Passage for review
■ ■ ■ ■ ■

# Leos genitics :D



## Faith (May 17, 2007)

Ok ive got a few of them done but im missing a few 
anyone know any more to add to this list of Dom Co-dom and recessive genes of leopard geckos  
Thanks in advance 

*DOM*
Normal

*CO DOM*
Mack snow


*RECESSIVE*
Blizzard 
Patternless
Albino
Jungle
Banana blizzard
Blazing blizzard


----------



## Ssthisto (Aug 31, 2006)

Banana Blizzard and Blazing Blizzard are not genes.

They're combinations of two genes. (Banana is Patternless Blizzard, Blazing is ANY Albino Blizzard.)

The genes as I am aware of them are:

*Dominant:* 
Enigma
Mack Pastel
Gem Snow

*Co/incomplete Dominant:*
Mack Snow
Hypo
Giant

*Recessive:*
Blizzard
Patternless
Tremper Albino
Las Vegas Albino
Bell Albino
Eclipse
"Emerald"

*Selectively Bred Traits:*
Tangerine
Carrot-Tail
Baldy
High Yellow
Linebred Snow

To my knowledge Jungle is not necessarily ALWAYS genetic (it can also appear due to incubation factors). I'm not sure about Reverse Stripe and Stripe, so I haven't included them in any of the categories above.


----------



## Faith (May 17, 2007)

Thanks for that ssthisto,
Is jungle genetic if 2 parents are jungle?
And i know that blazing and banana blizard are a mix of 2 morphs but i meant are they resessive if mixed to another morph which isnt in their make up? for example a banana x normal most they will be normal? so is the banana basically a line bred trait?


----------



## Herpinfested (Apr 24, 2007)

whats a gem snow :S


----------



## Ssthisto (Aug 31, 2006)

Faith said:


> Thanks for that ssthisto,
> Is jungle genetic if 2 parents are jungle?
> And i know that blazing and banana blizard are a mix of 2 morphs but i meant are they resessive if mixed to another morph which isnt in their make up? for example a banana x normal most they will be normal? so is the banana basically a line bred trait?


It might not be genetic if both parents are, for example, incubation-based Jungles. Aberrant patterns can crop up at any time - I have no aberrant adults, but last year I hatched out about a dozen aberrant-patterned babies. I won't say ANY of those are genetic. And I'm not sure Jungle has proved out to be a simple recessive either.

■ ■ ■ ■ ■

Rename "Jungle" to "Tiger" in the leopard gecko genetics thread between "To my knowledge" and "the categories above.", inclusive, and give back that part. None of the material is needed here.

[Natural-language object grounding data]
■ ■ ■ ■ ■

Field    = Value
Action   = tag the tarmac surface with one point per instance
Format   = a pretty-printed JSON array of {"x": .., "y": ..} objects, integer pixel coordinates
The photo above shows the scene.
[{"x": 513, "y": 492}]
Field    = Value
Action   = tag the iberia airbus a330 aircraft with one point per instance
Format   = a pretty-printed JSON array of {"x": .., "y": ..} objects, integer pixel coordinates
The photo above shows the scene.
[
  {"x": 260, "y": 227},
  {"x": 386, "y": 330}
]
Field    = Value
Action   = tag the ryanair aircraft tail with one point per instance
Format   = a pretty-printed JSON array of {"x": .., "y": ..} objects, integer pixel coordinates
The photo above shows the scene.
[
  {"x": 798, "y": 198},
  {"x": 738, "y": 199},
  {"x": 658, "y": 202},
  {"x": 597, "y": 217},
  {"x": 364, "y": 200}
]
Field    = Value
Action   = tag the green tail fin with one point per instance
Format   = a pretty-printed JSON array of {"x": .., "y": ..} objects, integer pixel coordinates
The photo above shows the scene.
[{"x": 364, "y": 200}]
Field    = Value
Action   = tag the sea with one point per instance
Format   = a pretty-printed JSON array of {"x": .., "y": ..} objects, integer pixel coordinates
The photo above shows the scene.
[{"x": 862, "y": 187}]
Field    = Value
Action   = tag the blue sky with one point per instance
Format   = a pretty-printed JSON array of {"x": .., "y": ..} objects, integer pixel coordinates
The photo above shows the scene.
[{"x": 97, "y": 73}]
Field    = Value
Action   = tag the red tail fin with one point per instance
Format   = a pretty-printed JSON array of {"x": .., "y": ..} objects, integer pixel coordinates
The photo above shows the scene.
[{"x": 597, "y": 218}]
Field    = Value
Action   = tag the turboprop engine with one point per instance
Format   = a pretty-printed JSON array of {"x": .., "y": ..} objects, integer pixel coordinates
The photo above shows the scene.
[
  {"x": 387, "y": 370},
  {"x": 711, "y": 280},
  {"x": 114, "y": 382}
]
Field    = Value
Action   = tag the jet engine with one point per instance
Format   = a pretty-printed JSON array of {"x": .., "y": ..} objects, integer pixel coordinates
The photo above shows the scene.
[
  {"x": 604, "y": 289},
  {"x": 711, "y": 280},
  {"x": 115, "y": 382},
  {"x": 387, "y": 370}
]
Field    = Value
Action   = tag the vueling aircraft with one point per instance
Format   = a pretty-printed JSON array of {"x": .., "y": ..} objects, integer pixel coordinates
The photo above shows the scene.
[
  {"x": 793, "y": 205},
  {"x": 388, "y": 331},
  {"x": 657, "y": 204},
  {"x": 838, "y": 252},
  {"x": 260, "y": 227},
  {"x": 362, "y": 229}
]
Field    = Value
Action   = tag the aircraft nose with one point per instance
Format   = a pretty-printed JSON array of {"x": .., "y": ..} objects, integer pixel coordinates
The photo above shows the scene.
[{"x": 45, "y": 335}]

■ ■ ■ ■ ■

Task solution
To my knowledge Tiger is not necessarily ALWAYS genetic (it can also appear due to incubation factors). I'm not sure about Reverse Stripe and Stripe, so I haven't included them in any of the categories above.